* Begin Material shown *

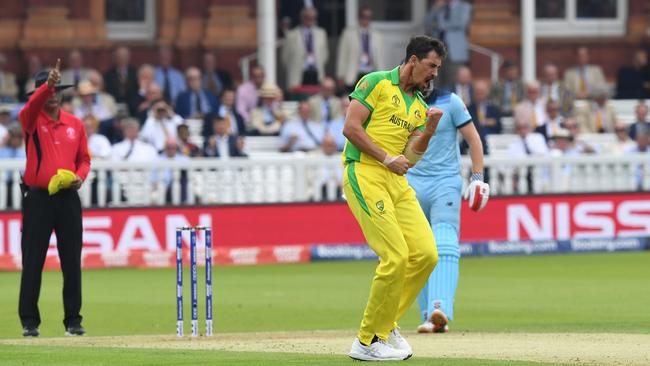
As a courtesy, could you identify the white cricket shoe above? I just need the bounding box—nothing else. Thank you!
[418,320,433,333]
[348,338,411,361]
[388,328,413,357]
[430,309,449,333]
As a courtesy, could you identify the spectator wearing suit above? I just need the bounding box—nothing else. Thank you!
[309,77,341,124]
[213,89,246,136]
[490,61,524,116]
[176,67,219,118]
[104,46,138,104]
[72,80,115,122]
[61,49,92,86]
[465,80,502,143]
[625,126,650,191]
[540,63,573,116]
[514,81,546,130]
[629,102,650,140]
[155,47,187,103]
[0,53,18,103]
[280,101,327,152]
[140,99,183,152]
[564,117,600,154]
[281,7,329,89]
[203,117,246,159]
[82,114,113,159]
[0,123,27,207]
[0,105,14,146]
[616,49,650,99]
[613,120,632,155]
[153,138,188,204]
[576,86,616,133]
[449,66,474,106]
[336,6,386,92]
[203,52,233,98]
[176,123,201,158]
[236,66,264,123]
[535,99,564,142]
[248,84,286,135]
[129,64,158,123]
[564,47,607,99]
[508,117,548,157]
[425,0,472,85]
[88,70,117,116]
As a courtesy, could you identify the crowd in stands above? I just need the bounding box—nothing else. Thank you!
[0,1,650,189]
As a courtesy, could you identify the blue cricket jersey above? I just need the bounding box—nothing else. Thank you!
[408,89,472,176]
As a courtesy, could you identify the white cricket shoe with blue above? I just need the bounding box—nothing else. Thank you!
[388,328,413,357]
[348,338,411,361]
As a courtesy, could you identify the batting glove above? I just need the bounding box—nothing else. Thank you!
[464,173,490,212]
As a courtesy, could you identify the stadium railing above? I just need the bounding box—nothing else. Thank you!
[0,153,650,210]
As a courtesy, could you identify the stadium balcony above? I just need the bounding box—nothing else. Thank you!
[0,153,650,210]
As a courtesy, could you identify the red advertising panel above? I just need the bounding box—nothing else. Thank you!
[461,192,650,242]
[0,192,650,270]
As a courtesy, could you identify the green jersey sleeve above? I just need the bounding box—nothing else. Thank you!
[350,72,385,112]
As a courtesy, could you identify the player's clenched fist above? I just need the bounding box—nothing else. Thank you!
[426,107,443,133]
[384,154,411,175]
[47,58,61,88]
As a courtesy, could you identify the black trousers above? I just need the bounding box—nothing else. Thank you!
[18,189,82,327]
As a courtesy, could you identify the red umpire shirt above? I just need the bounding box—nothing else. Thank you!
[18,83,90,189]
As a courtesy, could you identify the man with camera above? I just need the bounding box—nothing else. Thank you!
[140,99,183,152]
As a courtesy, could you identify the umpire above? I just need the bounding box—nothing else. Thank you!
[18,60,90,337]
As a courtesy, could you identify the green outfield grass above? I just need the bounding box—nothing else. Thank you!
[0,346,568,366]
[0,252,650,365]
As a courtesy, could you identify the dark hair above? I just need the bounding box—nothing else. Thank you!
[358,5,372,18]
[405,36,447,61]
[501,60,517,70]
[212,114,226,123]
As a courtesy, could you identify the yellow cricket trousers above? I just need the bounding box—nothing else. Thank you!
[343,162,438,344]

* End Material shown *
* Begin Material shown *

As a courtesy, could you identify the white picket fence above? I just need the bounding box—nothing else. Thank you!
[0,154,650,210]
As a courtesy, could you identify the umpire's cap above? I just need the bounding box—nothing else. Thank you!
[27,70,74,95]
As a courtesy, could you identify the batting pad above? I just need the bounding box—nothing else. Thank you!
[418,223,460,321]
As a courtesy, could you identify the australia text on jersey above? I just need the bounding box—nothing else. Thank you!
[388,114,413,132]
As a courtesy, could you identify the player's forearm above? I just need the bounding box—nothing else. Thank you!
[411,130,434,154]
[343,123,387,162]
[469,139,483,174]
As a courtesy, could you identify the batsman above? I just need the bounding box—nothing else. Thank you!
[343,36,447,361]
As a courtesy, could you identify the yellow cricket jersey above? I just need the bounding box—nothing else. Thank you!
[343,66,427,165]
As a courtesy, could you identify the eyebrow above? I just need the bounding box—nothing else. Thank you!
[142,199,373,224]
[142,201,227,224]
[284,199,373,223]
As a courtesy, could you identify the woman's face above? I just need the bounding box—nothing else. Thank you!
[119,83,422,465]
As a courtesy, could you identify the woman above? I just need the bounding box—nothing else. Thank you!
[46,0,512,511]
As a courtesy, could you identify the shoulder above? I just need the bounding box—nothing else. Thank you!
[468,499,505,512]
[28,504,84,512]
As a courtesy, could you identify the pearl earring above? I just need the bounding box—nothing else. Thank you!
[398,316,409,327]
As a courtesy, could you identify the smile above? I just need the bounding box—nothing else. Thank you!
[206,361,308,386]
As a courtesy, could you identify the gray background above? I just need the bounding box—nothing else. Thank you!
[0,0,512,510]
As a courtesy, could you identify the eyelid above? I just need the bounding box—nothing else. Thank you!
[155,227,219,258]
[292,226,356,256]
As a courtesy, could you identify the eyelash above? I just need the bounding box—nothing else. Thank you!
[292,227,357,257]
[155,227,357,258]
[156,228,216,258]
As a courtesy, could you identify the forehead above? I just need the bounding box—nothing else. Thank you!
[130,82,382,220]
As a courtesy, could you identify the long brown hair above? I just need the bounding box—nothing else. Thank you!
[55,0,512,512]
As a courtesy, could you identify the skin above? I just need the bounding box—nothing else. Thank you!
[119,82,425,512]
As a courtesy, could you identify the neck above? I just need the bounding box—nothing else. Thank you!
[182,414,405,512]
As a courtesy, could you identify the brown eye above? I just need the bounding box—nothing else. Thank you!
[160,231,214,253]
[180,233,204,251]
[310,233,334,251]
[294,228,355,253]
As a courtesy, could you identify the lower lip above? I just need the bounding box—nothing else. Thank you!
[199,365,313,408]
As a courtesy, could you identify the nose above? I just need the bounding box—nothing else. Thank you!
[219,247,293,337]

* End Material shown *
* Begin Material shown *

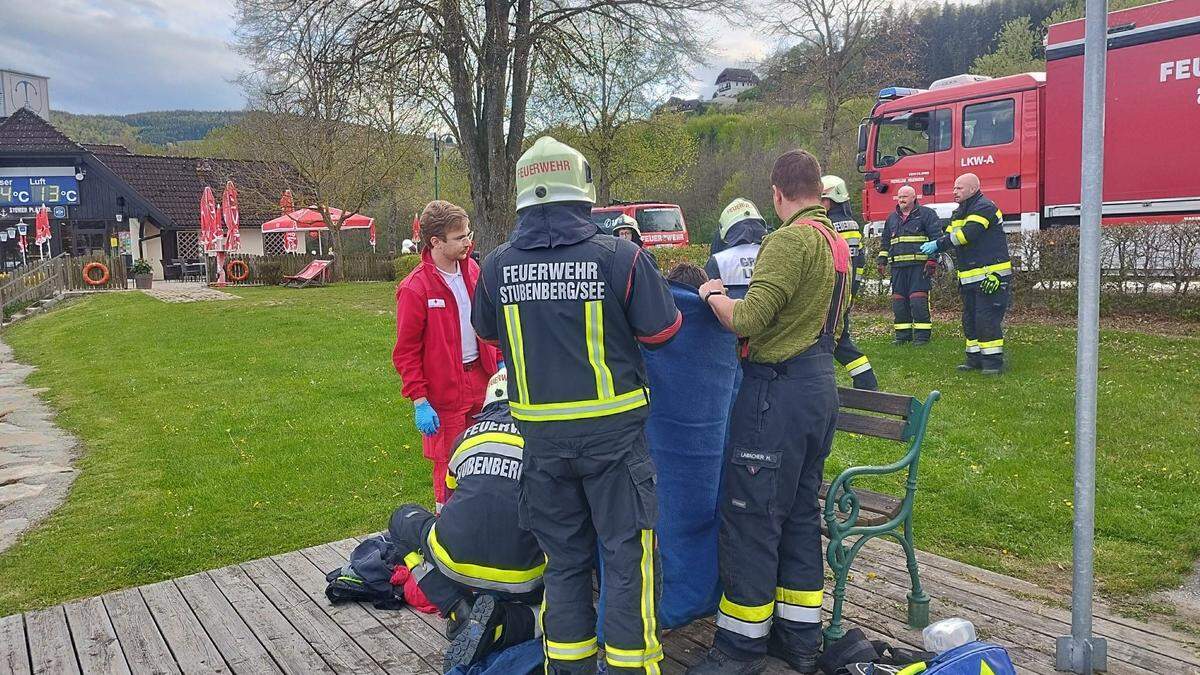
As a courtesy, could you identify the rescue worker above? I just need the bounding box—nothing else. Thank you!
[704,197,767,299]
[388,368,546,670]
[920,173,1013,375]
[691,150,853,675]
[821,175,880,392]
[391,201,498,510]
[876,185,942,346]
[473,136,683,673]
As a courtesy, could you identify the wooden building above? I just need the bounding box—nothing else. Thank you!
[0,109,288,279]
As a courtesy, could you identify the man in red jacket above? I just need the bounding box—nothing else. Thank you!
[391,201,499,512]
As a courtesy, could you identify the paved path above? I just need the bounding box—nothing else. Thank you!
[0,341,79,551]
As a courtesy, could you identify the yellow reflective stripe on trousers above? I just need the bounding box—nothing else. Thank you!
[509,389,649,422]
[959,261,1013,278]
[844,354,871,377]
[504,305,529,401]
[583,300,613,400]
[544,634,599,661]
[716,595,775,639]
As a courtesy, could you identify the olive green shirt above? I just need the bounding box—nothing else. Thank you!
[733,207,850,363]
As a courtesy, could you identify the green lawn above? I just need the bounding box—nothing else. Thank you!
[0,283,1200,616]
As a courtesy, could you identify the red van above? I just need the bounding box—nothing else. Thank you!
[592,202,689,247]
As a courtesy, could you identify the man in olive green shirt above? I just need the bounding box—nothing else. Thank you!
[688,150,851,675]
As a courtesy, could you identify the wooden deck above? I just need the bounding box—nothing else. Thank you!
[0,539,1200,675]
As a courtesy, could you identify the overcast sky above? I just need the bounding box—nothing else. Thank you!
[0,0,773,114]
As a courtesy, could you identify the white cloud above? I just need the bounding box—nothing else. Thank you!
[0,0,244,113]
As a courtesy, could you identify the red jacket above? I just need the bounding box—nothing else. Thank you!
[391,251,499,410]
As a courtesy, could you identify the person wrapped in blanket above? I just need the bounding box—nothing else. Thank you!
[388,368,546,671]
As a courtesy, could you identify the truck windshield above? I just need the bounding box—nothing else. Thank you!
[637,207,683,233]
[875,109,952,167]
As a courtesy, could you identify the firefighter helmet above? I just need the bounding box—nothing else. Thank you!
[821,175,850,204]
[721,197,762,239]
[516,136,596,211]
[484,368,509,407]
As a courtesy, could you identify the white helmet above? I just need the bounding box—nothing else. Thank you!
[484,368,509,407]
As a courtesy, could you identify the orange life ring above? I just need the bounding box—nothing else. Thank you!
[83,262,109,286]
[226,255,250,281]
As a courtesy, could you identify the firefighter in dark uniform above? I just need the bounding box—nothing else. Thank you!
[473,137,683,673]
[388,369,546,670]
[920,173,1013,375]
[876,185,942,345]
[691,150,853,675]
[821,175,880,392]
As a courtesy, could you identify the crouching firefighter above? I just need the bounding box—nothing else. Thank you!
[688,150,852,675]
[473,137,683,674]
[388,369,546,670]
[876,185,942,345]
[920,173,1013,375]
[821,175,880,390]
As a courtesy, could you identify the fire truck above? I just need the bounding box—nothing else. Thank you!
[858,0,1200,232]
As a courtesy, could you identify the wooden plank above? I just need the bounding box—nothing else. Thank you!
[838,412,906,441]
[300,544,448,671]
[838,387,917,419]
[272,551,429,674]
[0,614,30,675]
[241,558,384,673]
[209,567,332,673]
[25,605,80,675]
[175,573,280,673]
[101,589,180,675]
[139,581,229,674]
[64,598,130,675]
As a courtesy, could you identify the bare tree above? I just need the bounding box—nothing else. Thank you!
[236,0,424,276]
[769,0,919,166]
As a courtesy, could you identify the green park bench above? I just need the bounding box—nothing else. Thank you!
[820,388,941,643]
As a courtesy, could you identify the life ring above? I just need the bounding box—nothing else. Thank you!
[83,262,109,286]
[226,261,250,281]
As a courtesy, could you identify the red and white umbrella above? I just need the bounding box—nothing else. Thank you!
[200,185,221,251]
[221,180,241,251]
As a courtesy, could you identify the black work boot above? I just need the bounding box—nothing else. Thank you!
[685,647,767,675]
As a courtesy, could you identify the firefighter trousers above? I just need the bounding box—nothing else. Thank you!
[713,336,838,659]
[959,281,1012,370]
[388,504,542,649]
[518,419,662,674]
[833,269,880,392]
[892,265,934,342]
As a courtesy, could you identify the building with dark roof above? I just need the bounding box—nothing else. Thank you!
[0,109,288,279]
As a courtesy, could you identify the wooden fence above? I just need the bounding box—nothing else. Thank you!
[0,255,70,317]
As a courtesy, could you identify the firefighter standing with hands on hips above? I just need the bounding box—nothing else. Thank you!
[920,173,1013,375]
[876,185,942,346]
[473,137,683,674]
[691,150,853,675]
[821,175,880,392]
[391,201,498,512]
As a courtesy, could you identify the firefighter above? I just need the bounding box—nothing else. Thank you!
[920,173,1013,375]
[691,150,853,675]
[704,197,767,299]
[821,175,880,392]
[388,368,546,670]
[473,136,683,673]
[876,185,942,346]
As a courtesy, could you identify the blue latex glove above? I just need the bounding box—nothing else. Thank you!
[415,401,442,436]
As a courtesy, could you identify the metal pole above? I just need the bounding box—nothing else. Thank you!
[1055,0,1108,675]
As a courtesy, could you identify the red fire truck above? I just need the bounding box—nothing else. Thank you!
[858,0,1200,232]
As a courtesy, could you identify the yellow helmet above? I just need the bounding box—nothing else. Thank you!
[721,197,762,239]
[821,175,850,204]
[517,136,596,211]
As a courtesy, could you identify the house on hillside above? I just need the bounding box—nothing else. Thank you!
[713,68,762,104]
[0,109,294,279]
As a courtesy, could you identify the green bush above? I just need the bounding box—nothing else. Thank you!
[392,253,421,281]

* End Material shown *

» Stated problem: Reproduce word for word the items above, starting at the line that contains "As a courtesy, could you identify the long" and ending at the line that contains "[199,365,313,408]".

» Response to this task:
As a courtesy, could you identify the long brown hair above? I just need the bounding box—nothing else. Thank you!
[55,0,512,512]
As a courtesy, could you identify the skin above? I just need the bounding box—nothing else. Thank you!
[119,82,425,512]
As a courtesy, could you identify the neck above? I just need the bounding box—nothing else. Thank you!
[182,414,405,512]
As a courtesy, could you identify the brown eye above? I just need the bounding box—nothing else. Thank you!
[160,231,214,253]
[180,233,204,251]
[310,233,334,251]
[294,228,355,253]
As a courtesy, could you identify the lower lip above? I just need the bounding box—nothing else. Thank you!
[199,365,313,408]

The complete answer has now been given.